═══ Records provided

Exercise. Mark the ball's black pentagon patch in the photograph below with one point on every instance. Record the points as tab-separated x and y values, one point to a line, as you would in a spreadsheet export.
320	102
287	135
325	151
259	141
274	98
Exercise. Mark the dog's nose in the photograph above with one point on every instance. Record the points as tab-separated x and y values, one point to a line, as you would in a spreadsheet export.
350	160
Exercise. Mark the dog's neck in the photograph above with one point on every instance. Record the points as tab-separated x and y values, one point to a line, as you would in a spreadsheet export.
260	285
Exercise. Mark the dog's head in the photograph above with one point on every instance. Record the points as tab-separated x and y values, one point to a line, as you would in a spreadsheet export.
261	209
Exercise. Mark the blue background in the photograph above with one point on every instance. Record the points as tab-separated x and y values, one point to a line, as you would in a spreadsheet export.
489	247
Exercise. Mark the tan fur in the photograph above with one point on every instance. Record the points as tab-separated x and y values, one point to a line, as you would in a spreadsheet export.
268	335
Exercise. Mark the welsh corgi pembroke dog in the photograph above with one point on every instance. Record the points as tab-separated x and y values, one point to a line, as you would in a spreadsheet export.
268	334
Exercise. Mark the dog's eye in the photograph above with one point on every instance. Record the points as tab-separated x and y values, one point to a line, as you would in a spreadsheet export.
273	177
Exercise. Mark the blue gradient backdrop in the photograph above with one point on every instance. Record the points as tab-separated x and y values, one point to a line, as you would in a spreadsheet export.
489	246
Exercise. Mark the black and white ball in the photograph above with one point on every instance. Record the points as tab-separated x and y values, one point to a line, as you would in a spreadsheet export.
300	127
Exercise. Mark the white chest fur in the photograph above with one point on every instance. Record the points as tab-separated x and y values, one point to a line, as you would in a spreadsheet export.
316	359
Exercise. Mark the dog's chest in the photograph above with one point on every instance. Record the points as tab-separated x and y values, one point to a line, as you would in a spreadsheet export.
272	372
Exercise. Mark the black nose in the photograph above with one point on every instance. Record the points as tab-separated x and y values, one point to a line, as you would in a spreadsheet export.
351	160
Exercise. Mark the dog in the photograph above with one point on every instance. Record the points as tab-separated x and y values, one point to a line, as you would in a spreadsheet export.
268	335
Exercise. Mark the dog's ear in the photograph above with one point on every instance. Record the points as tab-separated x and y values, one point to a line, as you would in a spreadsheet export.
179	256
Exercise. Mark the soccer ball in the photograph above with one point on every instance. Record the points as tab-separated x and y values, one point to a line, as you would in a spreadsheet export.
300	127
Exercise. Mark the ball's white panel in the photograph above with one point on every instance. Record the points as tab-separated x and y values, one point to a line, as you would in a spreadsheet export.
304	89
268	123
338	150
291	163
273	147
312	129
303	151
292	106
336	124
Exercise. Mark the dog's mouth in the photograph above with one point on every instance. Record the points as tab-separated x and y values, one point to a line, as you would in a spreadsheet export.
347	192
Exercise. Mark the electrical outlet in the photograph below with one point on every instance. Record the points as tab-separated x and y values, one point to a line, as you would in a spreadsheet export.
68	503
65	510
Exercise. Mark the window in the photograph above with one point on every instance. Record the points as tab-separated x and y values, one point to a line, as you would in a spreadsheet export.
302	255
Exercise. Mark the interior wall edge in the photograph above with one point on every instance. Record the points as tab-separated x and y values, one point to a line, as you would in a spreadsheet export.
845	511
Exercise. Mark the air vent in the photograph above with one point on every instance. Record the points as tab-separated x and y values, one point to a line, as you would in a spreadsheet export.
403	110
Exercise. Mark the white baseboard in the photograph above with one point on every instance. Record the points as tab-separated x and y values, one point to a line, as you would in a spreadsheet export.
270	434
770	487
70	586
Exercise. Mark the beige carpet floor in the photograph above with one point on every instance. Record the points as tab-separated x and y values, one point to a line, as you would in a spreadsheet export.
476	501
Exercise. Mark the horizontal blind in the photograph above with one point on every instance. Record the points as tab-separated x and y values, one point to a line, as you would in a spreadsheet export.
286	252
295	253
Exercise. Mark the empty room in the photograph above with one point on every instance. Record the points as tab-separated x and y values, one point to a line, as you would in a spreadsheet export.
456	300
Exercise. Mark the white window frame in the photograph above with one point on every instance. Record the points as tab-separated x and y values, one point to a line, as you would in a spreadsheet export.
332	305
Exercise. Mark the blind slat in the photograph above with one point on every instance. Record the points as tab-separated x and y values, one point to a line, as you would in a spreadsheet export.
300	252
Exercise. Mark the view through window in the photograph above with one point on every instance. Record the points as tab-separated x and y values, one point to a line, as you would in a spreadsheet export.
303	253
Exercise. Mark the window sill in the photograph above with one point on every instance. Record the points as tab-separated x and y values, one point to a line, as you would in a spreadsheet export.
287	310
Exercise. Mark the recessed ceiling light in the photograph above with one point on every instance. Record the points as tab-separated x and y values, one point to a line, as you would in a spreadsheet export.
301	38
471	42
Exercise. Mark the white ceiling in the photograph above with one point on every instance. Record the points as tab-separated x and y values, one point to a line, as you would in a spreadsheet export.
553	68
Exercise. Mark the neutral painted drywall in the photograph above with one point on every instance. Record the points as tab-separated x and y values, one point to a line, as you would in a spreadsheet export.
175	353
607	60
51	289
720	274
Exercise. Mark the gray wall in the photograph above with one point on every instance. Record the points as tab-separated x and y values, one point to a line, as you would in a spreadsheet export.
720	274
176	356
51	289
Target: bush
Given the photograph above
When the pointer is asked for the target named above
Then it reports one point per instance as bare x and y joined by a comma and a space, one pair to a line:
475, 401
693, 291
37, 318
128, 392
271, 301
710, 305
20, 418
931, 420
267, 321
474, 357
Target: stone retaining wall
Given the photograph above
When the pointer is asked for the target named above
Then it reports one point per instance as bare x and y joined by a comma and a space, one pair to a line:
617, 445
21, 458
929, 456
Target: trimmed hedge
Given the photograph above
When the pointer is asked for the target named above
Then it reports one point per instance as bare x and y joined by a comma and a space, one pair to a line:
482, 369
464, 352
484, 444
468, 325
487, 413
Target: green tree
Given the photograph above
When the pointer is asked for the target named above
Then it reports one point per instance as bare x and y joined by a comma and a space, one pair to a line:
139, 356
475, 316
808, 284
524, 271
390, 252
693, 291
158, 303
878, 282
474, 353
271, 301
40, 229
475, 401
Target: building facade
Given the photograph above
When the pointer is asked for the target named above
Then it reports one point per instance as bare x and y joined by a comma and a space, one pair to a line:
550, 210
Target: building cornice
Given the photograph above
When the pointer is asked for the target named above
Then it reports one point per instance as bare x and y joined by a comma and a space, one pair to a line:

══════

Give back exactly the lines that run from the line with "Target: green tree" through the close of the material, counting both ends, and nothing more.

Target: green tree
Given the photograph above
When the pointer is asked for the target named above
Then it reports one point per instance as bare x and y joined by a comma and a space, one pair to a line:
139, 356
475, 316
808, 284
524, 271
390, 252
693, 291
158, 303
878, 282
474, 353
271, 301
40, 229
475, 401
Target: building facade
Given the photograph above
When the pointer is asked for the target named above
Then it reports one point per instance as bare x and y joined by a comma and a space, one pair to a line:
550, 210
Target: building cornice
Given the photograph above
When the pointer is asked for the target named above
Then it reports one point per instance as bare x and y joined by a comma and a space, one pair to a line:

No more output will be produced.